**Written request**
Without the pictures, reproduce the records that follow exactly.

## Begin

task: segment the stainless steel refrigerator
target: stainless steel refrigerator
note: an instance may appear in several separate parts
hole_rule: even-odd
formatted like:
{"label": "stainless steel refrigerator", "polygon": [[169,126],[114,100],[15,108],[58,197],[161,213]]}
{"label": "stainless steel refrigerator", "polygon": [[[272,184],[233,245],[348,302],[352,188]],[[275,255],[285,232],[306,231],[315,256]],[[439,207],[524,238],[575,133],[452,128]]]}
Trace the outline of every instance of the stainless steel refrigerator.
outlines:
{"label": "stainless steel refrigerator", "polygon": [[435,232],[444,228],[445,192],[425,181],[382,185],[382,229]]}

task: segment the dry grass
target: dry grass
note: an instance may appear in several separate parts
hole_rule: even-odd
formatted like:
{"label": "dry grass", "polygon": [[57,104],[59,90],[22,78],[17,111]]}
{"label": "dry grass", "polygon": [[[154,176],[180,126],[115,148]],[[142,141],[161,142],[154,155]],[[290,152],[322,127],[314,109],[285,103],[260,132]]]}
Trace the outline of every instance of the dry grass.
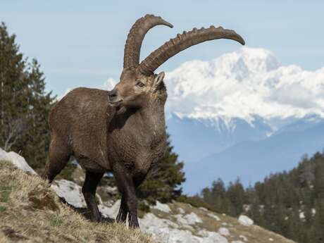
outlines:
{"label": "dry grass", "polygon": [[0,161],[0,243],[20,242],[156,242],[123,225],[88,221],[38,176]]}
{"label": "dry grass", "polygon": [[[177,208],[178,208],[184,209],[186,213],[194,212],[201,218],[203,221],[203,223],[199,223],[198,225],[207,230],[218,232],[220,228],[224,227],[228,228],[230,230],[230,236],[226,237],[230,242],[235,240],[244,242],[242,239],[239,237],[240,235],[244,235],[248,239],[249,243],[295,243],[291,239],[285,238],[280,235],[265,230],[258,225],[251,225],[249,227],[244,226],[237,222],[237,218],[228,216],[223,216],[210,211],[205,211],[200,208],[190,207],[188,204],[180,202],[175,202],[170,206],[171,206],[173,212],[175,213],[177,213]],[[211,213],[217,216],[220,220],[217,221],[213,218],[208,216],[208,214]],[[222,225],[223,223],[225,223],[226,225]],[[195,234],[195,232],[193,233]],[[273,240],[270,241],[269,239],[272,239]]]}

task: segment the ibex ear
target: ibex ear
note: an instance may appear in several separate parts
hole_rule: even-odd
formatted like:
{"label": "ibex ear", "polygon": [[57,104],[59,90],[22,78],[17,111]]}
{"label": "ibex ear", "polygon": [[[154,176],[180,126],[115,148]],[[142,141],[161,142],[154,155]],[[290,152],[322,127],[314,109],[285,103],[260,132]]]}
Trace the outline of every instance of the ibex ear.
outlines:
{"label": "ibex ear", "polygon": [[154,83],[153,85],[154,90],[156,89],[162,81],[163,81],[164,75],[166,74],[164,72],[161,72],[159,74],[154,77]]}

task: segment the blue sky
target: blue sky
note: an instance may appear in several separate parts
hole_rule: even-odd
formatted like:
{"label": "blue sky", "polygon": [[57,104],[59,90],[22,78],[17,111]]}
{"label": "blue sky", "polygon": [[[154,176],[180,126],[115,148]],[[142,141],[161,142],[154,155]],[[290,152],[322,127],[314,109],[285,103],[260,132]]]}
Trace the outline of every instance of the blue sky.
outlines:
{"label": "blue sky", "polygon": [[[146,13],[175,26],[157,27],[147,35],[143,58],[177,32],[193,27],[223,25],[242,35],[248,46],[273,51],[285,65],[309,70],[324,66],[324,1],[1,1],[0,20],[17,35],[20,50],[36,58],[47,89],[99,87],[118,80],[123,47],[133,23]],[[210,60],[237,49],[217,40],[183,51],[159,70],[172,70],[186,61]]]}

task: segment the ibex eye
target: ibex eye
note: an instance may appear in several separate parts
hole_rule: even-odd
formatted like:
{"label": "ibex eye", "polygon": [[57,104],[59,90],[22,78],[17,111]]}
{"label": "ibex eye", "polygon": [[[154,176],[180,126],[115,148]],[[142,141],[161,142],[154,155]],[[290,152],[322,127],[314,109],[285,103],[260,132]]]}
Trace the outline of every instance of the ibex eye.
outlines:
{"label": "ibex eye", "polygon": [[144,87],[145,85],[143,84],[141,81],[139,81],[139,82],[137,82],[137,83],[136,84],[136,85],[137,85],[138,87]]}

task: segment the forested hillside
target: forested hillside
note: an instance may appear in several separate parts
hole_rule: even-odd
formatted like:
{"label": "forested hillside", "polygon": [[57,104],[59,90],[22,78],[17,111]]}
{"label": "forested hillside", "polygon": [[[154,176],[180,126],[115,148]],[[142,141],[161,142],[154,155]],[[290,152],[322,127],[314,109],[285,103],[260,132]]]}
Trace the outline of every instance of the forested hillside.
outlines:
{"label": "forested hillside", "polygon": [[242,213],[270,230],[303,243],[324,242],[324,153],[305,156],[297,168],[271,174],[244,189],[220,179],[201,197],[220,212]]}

## End

**Exercise solution**
task: segment the stainless steel refrigerator
target: stainless steel refrigerator
note: an instance may appear in several separate parts
hole_rule: even-odd
formatted like:
{"label": "stainless steel refrigerator", "polygon": [[169,126],[114,100],[15,108],[58,197],[161,213]]}
{"label": "stainless steel refrigerator", "polygon": [[[272,184],[233,245],[348,302],[352,188]],[[275,255],[285,232],[306,231],[315,256]],[[439,207],[524,238],[575,133],[452,128]]]}
Trace the outline of every instance of the stainless steel refrigerator.
outlines:
{"label": "stainless steel refrigerator", "polygon": [[435,232],[444,228],[445,192],[425,181],[382,185],[382,229]]}

task: segment the dry grass
target: dry grass
note: an instance may appear in several separate parts
hole_rule: even-odd
formatted like:
{"label": "dry grass", "polygon": [[57,104],[59,90],[22,78],[17,111]]}
{"label": "dry grass", "polygon": [[[154,176],[180,126],[115,148]],[[142,141],[161,142],[154,155]],[[290,152],[322,127],[314,109],[285,103],[260,132]]]}
Trace the outline of every instance of the dry grass.
outlines:
{"label": "dry grass", "polygon": [[0,161],[0,243],[20,242],[156,242],[123,225],[88,221],[38,176]]}
{"label": "dry grass", "polygon": [[[177,208],[178,208],[184,209],[186,213],[194,212],[201,218],[203,221],[203,223],[199,223],[198,225],[207,230],[218,232],[220,228],[224,227],[228,228],[230,230],[230,236],[226,237],[230,242],[235,240],[244,242],[242,239],[239,237],[240,235],[244,235],[248,239],[249,243],[295,243],[291,239],[285,238],[280,235],[265,230],[258,225],[251,225],[249,227],[244,226],[237,222],[237,218],[228,216],[223,216],[210,211],[205,211],[200,208],[190,207],[188,204],[180,202],[175,202],[170,206],[171,206],[173,212],[175,213],[177,213]],[[211,213],[217,216],[220,220],[217,221],[213,218],[208,216],[208,214]],[[222,225],[223,223],[225,223],[226,225]],[[195,234],[195,232],[193,233]],[[273,240],[270,241],[269,239],[272,239]]]}

task: segment the ibex ear
target: ibex ear
note: an instance may appear in several separate parts
hole_rule: even-odd
formatted like:
{"label": "ibex ear", "polygon": [[57,104],[59,90],[22,78],[17,111]]}
{"label": "ibex ear", "polygon": [[[154,176],[180,126],[115,148]],[[142,141],[161,142],[154,155]],[[290,152],[322,127],[314,109],[285,103],[260,132]]]}
Trace the outline of every instance of the ibex ear.
outlines:
{"label": "ibex ear", "polygon": [[154,83],[153,85],[154,90],[156,89],[162,81],[163,81],[164,75],[166,74],[164,72],[161,72],[159,74],[154,77]]}

task: segment the blue sky
target: blue sky
note: an instance may appear in several separate parts
hole_rule: even-odd
formatted like:
{"label": "blue sky", "polygon": [[57,104],[59,90],[22,78],[17,111]]}
{"label": "blue sky", "polygon": [[[154,176],[180,126],[115,148]],[[142,141],[161,142],[154,155]],[[290,152],[322,127],[314,109],[285,103],[260,132]]]}
Trace the outline of every instance of the blue sky.
outlines:
{"label": "blue sky", "polygon": [[[146,13],[175,26],[157,27],[147,35],[143,58],[177,32],[193,27],[223,25],[242,35],[248,46],[273,51],[285,65],[309,70],[324,66],[324,1],[1,1],[0,20],[17,35],[20,50],[36,58],[47,89],[99,87],[118,80],[123,47],[133,23]],[[210,60],[237,49],[217,40],[183,51],[159,70],[172,70],[186,61]]]}

task: segment the ibex eye
target: ibex eye
note: an instance may appear in several separate parts
hole_rule: even-odd
formatted like:
{"label": "ibex eye", "polygon": [[57,104],[59,90],[22,78],[17,111]]}
{"label": "ibex eye", "polygon": [[[154,176],[180,126],[115,148]],[[142,141],[161,142],[154,155]],[[290,152],[322,127],[314,109],[285,103],[260,132]]]}
Trace the outline of every instance of the ibex eye.
outlines:
{"label": "ibex eye", "polygon": [[144,87],[145,85],[143,84],[141,81],[139,81],[139,82],[137,82],[137,83],[136,84],[136,85],[137,85],[138,87]]}

task: segment the forested hillside
target: forested hillside
note: an instance may appear in several separate parts
hole_rule: even-odd
formatted like:
{"label": "forested hillside", "polygon": [[57,104],[59,90],[22,78],[17,111]]}
{"label": "forested hillside", "polygon": [[[154,176],[180,126],[115,148]],[[142,141],[161,142],[154,155]],[[290,152],[322,127],[314,109],[285,103],[260,132]]]}
Trace the outline of every instance of the forested hillside.
outlines:
{"label": "forested hillside", "polygon": [[242,213],[270,230],[303,243],[324,242],[324,153],[305,156],[297,168],[271,174],[244,189],[220,179],[201,197],[220,212]]}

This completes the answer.